*** Opening Material shown ***

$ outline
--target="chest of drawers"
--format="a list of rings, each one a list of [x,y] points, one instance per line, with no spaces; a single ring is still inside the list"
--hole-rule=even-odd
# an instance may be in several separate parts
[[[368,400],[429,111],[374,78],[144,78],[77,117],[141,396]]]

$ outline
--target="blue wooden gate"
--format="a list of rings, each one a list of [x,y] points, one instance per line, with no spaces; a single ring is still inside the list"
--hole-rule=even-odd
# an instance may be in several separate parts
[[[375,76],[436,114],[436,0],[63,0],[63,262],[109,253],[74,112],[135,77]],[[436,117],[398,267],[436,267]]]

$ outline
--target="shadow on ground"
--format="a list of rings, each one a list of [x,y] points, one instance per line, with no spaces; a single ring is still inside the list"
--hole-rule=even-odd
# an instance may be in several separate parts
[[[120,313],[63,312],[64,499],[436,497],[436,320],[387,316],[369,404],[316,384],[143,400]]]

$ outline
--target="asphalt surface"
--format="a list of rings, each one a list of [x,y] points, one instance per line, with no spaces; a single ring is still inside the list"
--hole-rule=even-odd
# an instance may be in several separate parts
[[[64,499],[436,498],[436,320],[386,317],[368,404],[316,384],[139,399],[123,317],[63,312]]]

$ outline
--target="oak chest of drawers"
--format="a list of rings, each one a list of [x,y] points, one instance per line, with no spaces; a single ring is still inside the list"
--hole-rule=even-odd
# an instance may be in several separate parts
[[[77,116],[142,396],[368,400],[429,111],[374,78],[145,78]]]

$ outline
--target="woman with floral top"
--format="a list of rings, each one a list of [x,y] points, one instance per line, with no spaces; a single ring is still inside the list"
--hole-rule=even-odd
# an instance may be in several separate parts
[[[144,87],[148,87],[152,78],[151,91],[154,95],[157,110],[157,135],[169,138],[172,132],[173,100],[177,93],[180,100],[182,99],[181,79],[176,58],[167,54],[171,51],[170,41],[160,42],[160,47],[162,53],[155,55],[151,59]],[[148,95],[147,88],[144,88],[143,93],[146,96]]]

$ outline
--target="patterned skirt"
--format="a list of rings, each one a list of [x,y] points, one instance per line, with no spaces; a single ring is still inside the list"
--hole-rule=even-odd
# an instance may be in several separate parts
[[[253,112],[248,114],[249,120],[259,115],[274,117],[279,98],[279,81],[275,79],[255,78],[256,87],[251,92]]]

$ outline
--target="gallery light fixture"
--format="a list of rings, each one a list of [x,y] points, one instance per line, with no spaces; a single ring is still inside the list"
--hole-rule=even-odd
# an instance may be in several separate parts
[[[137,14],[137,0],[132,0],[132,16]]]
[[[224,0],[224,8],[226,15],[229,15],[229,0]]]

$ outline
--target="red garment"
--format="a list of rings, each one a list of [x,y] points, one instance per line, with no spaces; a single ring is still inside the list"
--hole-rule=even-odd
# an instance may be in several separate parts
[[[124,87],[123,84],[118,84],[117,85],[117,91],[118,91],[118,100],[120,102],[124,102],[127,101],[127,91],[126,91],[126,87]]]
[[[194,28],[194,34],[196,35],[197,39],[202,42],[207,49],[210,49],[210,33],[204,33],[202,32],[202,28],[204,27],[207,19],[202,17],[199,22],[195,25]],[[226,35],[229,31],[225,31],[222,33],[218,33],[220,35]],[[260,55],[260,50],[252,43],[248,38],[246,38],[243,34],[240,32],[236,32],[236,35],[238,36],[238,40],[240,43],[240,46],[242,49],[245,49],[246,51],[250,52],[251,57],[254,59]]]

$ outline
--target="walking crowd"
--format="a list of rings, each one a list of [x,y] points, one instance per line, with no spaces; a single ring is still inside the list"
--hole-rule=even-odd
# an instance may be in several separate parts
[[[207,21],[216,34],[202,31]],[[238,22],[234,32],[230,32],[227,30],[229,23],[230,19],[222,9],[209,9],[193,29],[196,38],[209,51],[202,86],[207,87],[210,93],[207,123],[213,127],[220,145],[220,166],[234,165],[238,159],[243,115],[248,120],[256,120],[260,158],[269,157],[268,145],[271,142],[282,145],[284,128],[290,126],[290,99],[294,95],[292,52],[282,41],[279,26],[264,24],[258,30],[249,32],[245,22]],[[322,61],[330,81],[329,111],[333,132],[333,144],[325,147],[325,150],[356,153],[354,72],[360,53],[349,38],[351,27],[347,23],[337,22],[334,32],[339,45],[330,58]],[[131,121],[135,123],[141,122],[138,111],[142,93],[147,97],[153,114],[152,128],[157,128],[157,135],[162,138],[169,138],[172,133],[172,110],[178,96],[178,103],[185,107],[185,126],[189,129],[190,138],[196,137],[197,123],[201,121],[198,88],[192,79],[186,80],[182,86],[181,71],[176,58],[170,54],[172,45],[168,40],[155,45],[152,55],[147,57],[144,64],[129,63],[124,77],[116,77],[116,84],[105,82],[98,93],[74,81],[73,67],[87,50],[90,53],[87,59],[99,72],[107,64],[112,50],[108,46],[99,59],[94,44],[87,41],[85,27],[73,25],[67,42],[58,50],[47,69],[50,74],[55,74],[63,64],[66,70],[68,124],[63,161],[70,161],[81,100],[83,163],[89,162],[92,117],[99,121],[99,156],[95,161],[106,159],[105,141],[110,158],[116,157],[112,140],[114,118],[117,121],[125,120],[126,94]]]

*** Closing Material shown ***

Using the listing above, show each line holding the string "chest".

--target="chest of drawers"
--target="oak chest of drawers"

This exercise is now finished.